Un marco laboral para una economía de factoría
Una de las razones fundantes de un Estado Nación con vocación de grandeza es Desarrollar la Industria y el Trabajo.
En la Argentina nos estamos quedando sin industrias, sin empleo y se va agravar mucho más si se sanciona el proyecto de reforma laboral del Gobierno Nacional.
La reforma laboral que propone el poder ejecutivo nacional vulnera un principio cardinal del derecho laboral que es el principio protectorio enmarcado en el artículo 14 bis de la Constitución Nacional (CN) en los artículos 7, 8 y 9 de la Ley de Contrato de trabajo, además de resoluciones de la OIT. Este principio busca compensar la desigualdad entre empleador y trabajador, y asegurar al trabajador condiciones dignas y equitativas de labor. En ningún caso se puede pactar condiciones menos favorables al trabajador de las que establezcan las leyes y ni hablar la CN y en caso de dudas se aplica el indubio pro operario, etc.
Este proyecto también vulnera otros principios como el principio de continuidad de la relación laboral que es el principal objetivo de una legislación laboral y nunca facilitar el despido como lo hace el proyecto de reforma. También se ataca el principio de progresividad donde los cambios legislativos en materia laboral deben siempre ampliar la tutela del trabajador, nunca deben ir a menos derechos. Esto lo vemos en la organización de la jornada laboral donde perjudica al trabajador al garantizarle al empleador el cambio de horas día de trabajo según sus necesidades y en la ampliación de la jornada hasta 12 horas día.
Como sabemos el empleo, el crecimiento económico dependen de una política macro económica muy compleja. Una ley laboral solo está para proteger una relación laboral, el trabajo humano dependiente, voluntario y remunerado con el fin de proteger al trabajador como parte más débil.
También es muy grave la limitación del derecho de huelga. Es un absurdo, imposible de aplicar, inconstitucional, porque vulnera la Constitución Nacional y Tratados Internacionales.
Lo mismo pasa con la tendencia del proyecto de reforma hacia la negociación por empresa con la finalidad desarticular el poder colectivo de los trabajadores o la eliminación de la ultraactcitividad de los convenios.
Lo que están haciendo con la propuesta de reforma laboral es aniquilar la igualdad entre trabajador y empleador y subordinar a los trabajadores, retrocediendo siglos de conquistas laborales, además de garantizar transferencias de recursos hacia empresas financieras de manera obscena.
En definitiva además de injusta es inconstitucional.
Pero es coherente en algo: si el gobierno nacional destruye la industria nacional mediante las importaciones, la caída del consumo y la actividad económica, solo le falta precarizar el trabajo y establecer un marco laboral para una economía de factoría.

(Datos almacenados)
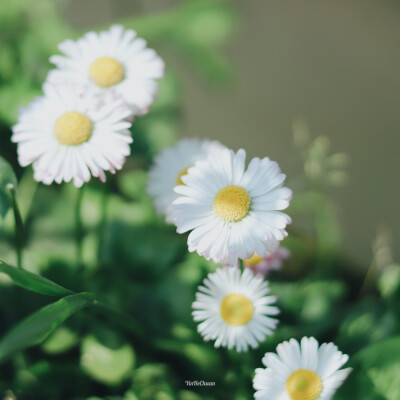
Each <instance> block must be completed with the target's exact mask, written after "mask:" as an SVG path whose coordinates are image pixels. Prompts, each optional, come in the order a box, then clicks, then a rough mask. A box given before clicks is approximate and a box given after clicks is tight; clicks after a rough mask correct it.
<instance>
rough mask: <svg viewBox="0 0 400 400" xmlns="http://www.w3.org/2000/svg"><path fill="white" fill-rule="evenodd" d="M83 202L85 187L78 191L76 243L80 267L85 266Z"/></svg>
mask: <svg viewBox="0 0 400 400" xmlns="http://www.w3.org/2000/svg"><path fill="white" fill-rule="evenodd" d="M82 200H83V187H82V188H80V189H78V193H77V195H76V205H75V242H76V258H77V262H78V265H79V266H82V264H83V249H82V241H83V237H84V229H83V224H82Z"/></svg>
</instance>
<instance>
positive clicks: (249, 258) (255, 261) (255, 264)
mask: <svg viewBox="0 0 400 400" xmlns="http://www.w3.org/2000/svg"><path fill="white" fill-rule="evenodd" d="M262 260H263V259H262V258H261V257H260V256H259V255H258V254H257V253H254V254H253V255H252V256H251V257H250V258H248V259H247V260H244V262H245V264H247V265H249V266H250V267H255V266H256V265H257V264H258V263H260V262H261V261H262Z"/></svg>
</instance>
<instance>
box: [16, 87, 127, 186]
mask: <svg viewBox="0 0 400 400" xmlns="http://www.w3.org/2000/svg"><path fill="white" fill-rule="evenodd" d="M43 90H44V96H43V97H38V98H36V99H35V100H34V101H33V102H32V103H31V104H30V105H29V106H28V107H27V108H25V109H23V110H21V113H20V116H19V120H18V123H17V124H16V125H15V126H14V127H13V136H12V141H13V142H15V143H18V159H19V163H20V164H21V166H23V167H25V166H27V165H29V164H33V168H34V173H35V174H34V176H35V179H36V180H38V181H41V182H43V183H45V184H51V183H52V182H53V181H55V182H57V183H61V182H62V181H65V182H69V181H71V180H73V182H74V184H75V186H77V187H80V186H82V185H83V183H84V182H88V181H89V180H90V176H91V175H93V176H96V177H99V178H100V179H101V180H102V181H104V180H105V173H104V171H110V172H112V173H114V172H115V170H117V169H121V168H122V166H123V164H124V162H125V157H126V156H128V155H129V154H130V143H131V142H132V138H131V135H130V132H129V128H130V127H131V125H132V124H131V123H130V122H128V121H126V120H125V118H126V117H127V116H128V115H129V113H130V111H129V110H128V109H124V108H123V107H121V102H122V103H123V100H122V99H121V98H119V99H114V100H113V101H109V102H108V103H107V104H106V103H104V102H102V104H100V103H99V101H98V98H97V97H96V96H95V94H94V93H93V92H91V91H83V92H82V88H81V87H77V86H74V85H57V86H53V85H48V84H47V85H44V88H43Z"/></svg>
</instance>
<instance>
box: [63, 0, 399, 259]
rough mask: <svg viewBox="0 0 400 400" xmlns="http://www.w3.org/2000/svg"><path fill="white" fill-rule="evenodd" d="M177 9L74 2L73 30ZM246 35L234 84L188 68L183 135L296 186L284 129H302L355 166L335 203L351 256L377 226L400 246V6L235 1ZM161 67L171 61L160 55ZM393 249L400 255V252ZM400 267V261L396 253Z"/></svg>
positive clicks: (238, 40)
mask: <svg viewBox="0 0 400 400" xmlns="http://www.w3.org/2000/svg"><path fill="white" fill-rule="evenodd" d="M176 3H178V2H177V1H172V0H142V1H134V0H132V1H125V0H74V1H73V2H72V4H71V5H70V6H69V8H68V9H67V12H66V18H68V19H69V20H70V21H71V23H72V24H73V25H74V26H77V27H78V26H79V27H86V26H91V24H94V23H97V22H108V21H112V20H113V19H115V18H118V17H119V16H121V15H124V13H126V12H130V13H147V12H156V11H161V10H163V9H168V8H169V7H170V6H172V5H174V4H176ZM232 3H233V4H234V5H235V6H236V8H237V10H238V13H239V16H240V19H241V25H240V27H239V29H238V31H237V33H236V35H235V37H234V38H233V39H232V41H231V43H230V44H229V45H228V46H227V48H226V49H224V50H225V51H226V53H227V55H228V56H229V57H230V59H231V60H232V63H233V65H234V67H235V70H236V77H235V80H234V82H233V83H232V85H230V86H229V87H226V88H220V89H216V90H211V91H210V88H209V87H208V86H206V85H205V84H204V81H203V80H202V79H201V77H199V76H198V75H193V71H192V70H187V69H186V68H185V64H183V63H182V64H180V63H179V60H178V61H176V62H175V60H173V63H174V65H176V63H177V64H178V66H179V70H180V71H181V73H182V77H183V80H184V101H185V103H184V110H183V116H184V120H183V135H185V136H199V137H212V138H216V139H220V140H221V141H223V142H224V143H225V144H227V145H228V146H230V147H232V148H239V147H244V148H246V149H247V150H248V151H249V153H250V154H251V155H260V156H263V155H268V156H270V157H271V158H273V159H276V160H278V161H279V162H280V164H281V165H282V168H283V169H284V171H285V172H287V174H288V175H289V176H294V175H295V174H296V168H297V164H296V163H295V162H294V160H293V155H294V150H293V146H292V132H291V126H292V122H293V120H294V119H295V118H298V117H302V118H304V119H306V120H307V121H308V124H309V126H310V128H311V131H312V133H313V134H314V135H320V134H324V135H326V136H328V137H329V138H330V139H331V141H332V146H333V149H334V150H335V151H345V152H347V153H348V154H349V155H350V157H351V166H350V173H351V181H350V184H349V185H347V187H346V188H344V189H338V190H337V191H336V192H335V195H334V196H335V200H336V202H337V204H339V206H340V210H341V222H342V226H343V231H344V238H345V248H346V251H347V252H348V253H349V254H350V255H351V256H353V257H354V258H356V260H359V261H367V260H369V258H370V256H371V250H370V244H371V241H372V240H373V238H374V236H375V232H376V228H377V226H378V224H380V223H385V224H387V225H389V226H390V227H391V228H392V230H393V235H394V243H395V244H396V243H398V242H399V240H400V228H399V215H400V211H399V203H400V185H399V176H398V173H399V167H400V161H399V158H398V155H399V147H400V146H399V145H400V113H399V107H400V79H399V73H400V2H398V1H394V0H329V1H328V0H325V1H321V0H319V1H316V0H315V1H311V0H248V1H244V0H236V1H233V2H232ZM166 56H167V57H171V56H170V55H168V54H166ZM395 247H396V246H395ZM396 252H397V255H398V256H400V254H399V251H398V250H396Z"/></svg>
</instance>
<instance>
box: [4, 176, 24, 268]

◆ CONSIGNA
Responda según el texto sobre la reforma laboral:
1. ¿Qué artículo de la Constitución Nacional enmarca el principio protectorio?
2. ¿Hasta cuántas horas por día amplía la jornada el proyecto de reforma?
3. ¿Qué principio exige que los cambios legislativos en materia laboral amplíen siempre la tutela del trabajador?

◆ RESPUESTA
1. El artículo 14 bis.
2. Hasta 12 horas por día.
3. El principio de progresividad.